INSTRUCTIONS TO FOLLOW: In the polynomials quiz, what degree does the explanation give for the polynomial f(x) = x^4 - 2x^2 + 1?

TEXT SHOWN:
## begin

CBSE-Class-10-Maths-Assertion-and-Reason-Chapter-2-Polynomialss

Class 10^th Maths Chapter Assertion and Reason Questions

Assertion (A): A polynomial of degree 3 is called a cubic polynomial.
Reason (R): The degree of a polynomial is determined by the highest power of its variable.
- A) Both A and R are true, and R is the correct explanation of A.
- B) Both A and R are true, but R is not the correct explanation of A.
- C) A is true, but R is false.
- D) A is false, but R is true.
- Answer: A) Both A and R are true, and R is the correct explanation of A.
- Explanation: A cubic polynomial has a highest degree of 3, confirming the assertion.

Assertion (A): The polynomial $f(x) = x^4 - 2x^2 + 1$ is a quadratic polynomial.
Reason (R): A quadratic polynomial is defined as a polynomial of degree 2.
- A) Both A and R are true, and R is the correct explanation of A.
- B) Both A and R are true, but R is not the correct explanation of A.
- C) A is true, but R is false.
- D) A is false, but R is true.
- Answer: D) A is false, but R is true.
- Explanation: The polynomial $f(x)$ is of degree 4, so it is not quadratic.

Assertion (A): The zeroes of the polynomial $f(x) = x^2 - 5x + 6$ are 2 and 3.
Reason (R): The zeroes of a polynomial can be found using the quadratic formula.
- A) Both A and R are true, and R is the correct explanation of A.
- B) Both A and R are true, but R is not the correct explanation of A.
- C) A is true, but R is false.
- D) A is false, but R is true.
- Answer: A) Both A and R are true, and R is the correct explanation of A.
- Explanation: The polynomial factors to $(x-2)(x-3)$ , confirming the assertion.

Assertion (A): The degree of a polynomial is the same as the highest exponent of the variable.
Reason (R): A polynomial can have multiple variables.
- A) Both A and R are true, and R is the correct explanation of A.
- B) Both A and R are true, but R is not the correct explanation of A.
- C) A is true, but R is false.
- D) A is false, but R is true.
- Answer: B) Both A and R are true, but R is not the correct explanation of A.

## end

Data entries:
## begin

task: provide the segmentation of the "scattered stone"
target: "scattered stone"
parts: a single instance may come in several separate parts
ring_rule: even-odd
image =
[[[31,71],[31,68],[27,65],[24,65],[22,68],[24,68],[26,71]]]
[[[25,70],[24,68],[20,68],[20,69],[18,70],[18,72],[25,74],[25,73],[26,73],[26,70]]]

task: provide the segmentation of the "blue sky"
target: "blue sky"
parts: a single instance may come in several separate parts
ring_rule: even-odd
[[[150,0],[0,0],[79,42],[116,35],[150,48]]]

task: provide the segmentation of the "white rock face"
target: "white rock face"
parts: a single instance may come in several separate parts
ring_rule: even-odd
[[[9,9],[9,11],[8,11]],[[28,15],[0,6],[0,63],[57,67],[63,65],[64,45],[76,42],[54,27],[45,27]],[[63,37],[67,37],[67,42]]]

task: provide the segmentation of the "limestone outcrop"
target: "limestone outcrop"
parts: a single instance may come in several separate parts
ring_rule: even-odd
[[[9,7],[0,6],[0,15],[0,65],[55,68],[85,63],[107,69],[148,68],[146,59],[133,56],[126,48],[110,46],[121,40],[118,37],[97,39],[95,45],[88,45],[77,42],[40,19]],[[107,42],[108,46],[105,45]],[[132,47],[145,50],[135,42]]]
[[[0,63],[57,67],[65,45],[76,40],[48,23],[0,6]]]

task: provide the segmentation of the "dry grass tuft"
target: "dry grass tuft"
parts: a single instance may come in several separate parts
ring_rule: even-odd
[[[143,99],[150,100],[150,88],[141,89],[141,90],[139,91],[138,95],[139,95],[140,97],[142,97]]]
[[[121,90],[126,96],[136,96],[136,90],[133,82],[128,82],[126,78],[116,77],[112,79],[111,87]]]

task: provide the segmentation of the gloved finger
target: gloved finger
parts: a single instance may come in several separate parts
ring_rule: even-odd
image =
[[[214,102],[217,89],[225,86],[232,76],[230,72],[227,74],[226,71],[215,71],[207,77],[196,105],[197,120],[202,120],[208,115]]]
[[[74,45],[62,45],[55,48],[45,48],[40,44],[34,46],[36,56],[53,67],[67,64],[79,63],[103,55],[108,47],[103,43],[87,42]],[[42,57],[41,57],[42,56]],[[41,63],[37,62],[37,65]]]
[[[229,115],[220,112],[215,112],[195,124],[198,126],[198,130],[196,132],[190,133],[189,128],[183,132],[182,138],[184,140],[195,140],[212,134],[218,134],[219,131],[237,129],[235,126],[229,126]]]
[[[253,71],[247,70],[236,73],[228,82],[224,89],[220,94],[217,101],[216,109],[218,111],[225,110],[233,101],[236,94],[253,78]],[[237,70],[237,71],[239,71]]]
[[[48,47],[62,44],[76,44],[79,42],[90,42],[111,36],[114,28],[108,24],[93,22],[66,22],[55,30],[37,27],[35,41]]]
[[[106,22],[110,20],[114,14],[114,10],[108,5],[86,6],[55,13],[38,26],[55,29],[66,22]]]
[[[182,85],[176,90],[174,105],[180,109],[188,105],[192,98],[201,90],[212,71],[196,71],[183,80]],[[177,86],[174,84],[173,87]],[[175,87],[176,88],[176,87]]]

## end

TASK ANSWER: Degree 4.